Provided records Block Start

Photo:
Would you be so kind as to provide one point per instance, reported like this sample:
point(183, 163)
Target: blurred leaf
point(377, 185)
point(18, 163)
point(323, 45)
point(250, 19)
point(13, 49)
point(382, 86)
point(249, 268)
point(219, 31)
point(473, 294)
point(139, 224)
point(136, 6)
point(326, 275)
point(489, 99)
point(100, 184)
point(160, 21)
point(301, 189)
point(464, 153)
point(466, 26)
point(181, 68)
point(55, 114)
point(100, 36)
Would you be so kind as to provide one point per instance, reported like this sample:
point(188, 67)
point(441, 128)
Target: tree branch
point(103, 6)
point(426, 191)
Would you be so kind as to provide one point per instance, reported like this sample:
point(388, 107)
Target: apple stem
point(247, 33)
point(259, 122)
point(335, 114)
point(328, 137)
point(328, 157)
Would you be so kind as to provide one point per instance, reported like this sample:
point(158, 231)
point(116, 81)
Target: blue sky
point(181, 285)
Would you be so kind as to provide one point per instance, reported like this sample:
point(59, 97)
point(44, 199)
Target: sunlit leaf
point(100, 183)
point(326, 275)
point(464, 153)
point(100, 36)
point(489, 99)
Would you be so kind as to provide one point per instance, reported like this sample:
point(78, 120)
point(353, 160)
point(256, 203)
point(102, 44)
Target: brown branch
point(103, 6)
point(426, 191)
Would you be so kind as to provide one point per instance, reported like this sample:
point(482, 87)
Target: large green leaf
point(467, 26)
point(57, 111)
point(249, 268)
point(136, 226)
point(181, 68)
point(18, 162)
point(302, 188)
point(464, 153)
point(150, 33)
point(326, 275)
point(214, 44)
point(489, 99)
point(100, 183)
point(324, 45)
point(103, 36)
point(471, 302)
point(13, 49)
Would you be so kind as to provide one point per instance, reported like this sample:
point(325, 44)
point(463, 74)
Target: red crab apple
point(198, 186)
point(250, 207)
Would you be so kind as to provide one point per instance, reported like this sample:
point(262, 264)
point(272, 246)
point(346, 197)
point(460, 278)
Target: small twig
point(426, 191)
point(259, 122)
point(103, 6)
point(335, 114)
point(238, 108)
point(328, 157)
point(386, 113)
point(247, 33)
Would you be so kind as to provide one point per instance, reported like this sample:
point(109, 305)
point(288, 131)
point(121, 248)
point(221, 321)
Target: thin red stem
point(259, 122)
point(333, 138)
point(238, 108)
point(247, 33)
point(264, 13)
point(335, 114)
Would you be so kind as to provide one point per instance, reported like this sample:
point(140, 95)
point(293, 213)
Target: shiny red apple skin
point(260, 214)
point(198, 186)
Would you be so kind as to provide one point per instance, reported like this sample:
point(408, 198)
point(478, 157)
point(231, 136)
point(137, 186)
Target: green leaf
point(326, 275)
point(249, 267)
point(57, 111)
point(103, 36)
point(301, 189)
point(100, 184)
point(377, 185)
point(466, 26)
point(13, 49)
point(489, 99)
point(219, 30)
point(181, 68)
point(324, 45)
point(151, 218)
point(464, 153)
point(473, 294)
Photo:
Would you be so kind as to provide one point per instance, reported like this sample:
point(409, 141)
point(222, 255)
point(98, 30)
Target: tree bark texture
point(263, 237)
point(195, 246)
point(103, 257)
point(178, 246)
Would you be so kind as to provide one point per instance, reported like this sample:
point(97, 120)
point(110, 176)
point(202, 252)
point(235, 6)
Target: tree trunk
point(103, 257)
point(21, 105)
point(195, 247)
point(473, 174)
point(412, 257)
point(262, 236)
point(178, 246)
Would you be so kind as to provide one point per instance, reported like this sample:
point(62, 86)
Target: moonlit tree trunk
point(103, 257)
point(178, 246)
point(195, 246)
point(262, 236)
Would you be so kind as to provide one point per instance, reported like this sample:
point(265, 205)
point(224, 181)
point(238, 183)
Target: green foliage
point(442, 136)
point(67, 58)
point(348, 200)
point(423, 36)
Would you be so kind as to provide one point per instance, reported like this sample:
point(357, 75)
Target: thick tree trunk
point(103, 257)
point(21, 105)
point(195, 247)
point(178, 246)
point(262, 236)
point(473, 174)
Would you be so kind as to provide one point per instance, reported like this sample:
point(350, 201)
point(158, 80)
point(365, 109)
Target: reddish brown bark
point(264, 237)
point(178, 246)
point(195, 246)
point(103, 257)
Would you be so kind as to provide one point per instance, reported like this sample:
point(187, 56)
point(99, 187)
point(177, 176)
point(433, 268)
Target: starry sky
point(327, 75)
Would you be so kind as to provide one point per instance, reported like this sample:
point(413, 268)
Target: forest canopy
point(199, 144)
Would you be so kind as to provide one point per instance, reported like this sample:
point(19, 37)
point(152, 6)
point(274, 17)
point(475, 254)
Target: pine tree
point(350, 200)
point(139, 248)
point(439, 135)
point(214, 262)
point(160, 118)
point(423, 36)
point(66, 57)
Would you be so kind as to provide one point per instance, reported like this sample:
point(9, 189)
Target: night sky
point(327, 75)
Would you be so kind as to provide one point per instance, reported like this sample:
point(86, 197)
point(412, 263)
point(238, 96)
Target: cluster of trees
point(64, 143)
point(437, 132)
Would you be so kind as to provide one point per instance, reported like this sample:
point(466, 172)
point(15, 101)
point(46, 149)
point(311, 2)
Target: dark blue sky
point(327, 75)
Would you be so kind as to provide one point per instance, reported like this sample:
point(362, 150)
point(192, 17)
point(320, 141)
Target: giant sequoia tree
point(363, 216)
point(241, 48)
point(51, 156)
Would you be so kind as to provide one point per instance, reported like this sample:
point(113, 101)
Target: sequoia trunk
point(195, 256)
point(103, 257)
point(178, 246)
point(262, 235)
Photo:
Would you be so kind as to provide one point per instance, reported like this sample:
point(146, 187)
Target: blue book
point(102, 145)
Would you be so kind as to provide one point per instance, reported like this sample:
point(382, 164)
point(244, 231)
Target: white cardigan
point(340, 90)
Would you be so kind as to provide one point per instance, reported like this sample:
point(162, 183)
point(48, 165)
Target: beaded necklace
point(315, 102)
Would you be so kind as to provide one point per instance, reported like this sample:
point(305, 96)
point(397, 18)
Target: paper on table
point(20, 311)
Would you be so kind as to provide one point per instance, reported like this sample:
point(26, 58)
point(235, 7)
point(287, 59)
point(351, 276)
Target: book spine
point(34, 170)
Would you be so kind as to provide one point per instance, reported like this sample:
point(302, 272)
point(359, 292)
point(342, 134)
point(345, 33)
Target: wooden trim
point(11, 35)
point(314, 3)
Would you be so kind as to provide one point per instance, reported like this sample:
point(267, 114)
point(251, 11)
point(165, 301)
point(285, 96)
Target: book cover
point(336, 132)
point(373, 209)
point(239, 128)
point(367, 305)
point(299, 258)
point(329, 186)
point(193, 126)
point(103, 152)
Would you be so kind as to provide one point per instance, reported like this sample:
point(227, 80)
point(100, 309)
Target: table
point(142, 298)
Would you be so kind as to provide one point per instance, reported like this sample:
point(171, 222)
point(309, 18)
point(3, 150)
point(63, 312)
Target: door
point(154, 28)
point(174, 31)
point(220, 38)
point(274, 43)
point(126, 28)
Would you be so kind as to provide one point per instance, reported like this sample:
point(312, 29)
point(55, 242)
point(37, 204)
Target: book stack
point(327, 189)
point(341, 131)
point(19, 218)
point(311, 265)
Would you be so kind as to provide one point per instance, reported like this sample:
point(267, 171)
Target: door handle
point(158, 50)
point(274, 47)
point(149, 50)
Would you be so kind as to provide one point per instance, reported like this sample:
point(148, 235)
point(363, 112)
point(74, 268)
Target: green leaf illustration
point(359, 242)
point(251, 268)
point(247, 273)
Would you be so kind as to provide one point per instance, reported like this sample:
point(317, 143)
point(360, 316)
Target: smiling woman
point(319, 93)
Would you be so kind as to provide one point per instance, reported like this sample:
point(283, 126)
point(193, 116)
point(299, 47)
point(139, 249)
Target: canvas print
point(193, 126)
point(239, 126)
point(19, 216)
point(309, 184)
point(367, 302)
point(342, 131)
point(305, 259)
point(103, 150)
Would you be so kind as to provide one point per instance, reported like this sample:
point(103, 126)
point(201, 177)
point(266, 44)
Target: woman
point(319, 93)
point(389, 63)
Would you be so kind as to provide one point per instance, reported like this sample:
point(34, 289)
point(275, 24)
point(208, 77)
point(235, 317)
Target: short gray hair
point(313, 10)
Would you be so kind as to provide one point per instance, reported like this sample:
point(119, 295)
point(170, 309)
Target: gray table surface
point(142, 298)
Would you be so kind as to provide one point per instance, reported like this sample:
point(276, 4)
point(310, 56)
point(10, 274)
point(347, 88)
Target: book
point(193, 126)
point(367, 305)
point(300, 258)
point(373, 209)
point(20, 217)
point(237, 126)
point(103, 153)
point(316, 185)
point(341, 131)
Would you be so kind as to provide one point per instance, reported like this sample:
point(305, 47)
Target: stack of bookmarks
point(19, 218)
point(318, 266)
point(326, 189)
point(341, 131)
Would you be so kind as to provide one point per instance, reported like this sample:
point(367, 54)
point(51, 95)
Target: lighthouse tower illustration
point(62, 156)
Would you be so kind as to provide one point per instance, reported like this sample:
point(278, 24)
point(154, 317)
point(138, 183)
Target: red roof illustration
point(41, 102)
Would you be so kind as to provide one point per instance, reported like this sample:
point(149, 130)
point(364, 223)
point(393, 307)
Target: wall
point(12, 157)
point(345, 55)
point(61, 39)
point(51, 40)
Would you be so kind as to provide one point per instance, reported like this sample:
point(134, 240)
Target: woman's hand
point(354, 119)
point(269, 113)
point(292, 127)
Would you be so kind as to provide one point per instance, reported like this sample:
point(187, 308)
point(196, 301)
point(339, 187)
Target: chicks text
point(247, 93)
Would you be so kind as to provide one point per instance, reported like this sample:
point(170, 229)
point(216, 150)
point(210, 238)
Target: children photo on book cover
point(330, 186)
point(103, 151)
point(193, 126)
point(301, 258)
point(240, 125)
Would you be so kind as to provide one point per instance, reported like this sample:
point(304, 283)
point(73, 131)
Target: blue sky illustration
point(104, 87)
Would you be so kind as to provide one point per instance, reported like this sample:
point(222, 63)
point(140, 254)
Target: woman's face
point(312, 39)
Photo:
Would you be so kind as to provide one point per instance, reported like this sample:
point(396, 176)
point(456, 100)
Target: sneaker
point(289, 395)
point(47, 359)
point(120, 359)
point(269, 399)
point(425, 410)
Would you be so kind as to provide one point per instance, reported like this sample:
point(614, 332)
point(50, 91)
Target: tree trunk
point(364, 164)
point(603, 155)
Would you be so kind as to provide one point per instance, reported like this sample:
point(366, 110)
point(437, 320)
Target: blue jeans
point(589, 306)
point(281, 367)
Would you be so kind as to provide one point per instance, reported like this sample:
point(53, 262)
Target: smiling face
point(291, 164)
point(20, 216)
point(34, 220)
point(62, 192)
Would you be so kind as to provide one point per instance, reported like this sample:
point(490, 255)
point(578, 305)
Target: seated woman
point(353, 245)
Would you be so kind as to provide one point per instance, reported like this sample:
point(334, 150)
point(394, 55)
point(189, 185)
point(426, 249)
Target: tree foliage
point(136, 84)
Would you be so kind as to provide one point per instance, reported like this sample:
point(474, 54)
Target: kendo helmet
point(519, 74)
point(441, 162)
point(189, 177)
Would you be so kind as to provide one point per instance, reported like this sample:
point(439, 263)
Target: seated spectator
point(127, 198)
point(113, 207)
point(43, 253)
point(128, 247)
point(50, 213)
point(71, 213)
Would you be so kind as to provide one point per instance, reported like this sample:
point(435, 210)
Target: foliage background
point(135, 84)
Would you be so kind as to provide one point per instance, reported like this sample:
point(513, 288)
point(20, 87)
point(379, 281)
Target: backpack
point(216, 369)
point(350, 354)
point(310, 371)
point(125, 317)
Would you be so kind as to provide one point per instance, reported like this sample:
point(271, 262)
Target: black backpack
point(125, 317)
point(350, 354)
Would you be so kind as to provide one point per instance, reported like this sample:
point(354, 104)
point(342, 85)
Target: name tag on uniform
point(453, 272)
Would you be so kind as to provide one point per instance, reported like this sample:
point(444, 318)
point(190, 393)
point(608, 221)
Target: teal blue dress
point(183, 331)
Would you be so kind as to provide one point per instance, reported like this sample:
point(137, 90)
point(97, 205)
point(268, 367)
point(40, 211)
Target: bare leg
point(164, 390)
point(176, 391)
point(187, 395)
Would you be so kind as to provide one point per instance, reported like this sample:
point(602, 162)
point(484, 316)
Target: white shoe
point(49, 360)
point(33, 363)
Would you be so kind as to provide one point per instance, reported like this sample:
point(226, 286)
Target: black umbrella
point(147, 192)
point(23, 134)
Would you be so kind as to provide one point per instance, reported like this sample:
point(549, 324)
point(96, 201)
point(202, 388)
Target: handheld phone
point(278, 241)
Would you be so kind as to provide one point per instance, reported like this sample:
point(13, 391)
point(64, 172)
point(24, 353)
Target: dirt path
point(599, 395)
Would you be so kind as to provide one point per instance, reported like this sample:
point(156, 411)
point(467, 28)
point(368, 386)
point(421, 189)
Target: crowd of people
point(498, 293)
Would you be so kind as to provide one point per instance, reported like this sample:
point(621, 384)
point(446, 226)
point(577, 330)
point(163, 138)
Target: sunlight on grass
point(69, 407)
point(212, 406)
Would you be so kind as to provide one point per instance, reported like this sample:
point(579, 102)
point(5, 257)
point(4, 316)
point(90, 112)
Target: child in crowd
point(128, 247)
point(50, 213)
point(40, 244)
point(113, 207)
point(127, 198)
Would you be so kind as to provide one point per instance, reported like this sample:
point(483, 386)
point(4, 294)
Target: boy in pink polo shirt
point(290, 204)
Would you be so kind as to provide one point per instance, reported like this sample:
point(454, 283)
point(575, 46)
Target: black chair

Provided records Block End

■ What needs to be done
Taking the entries above, write out exactly the lines starting with the line containing "point(271, 262)" and going on through the line containing "point(608, 221)", both included, and nothing else.

■ Answer section
point(271, 262)
Target: black backpack
point(125, 317)
point(350, 354)
Would you be so kind as to provide one point per instance, reported like this sample:
point(354, 104)
point(342, 85)
Target: name tag on uniform
point(453, 272)
Would you be so kind as to provide one point per instance, reported like this sample:
point(444, 318)
point(190, 393)
point(608, 221)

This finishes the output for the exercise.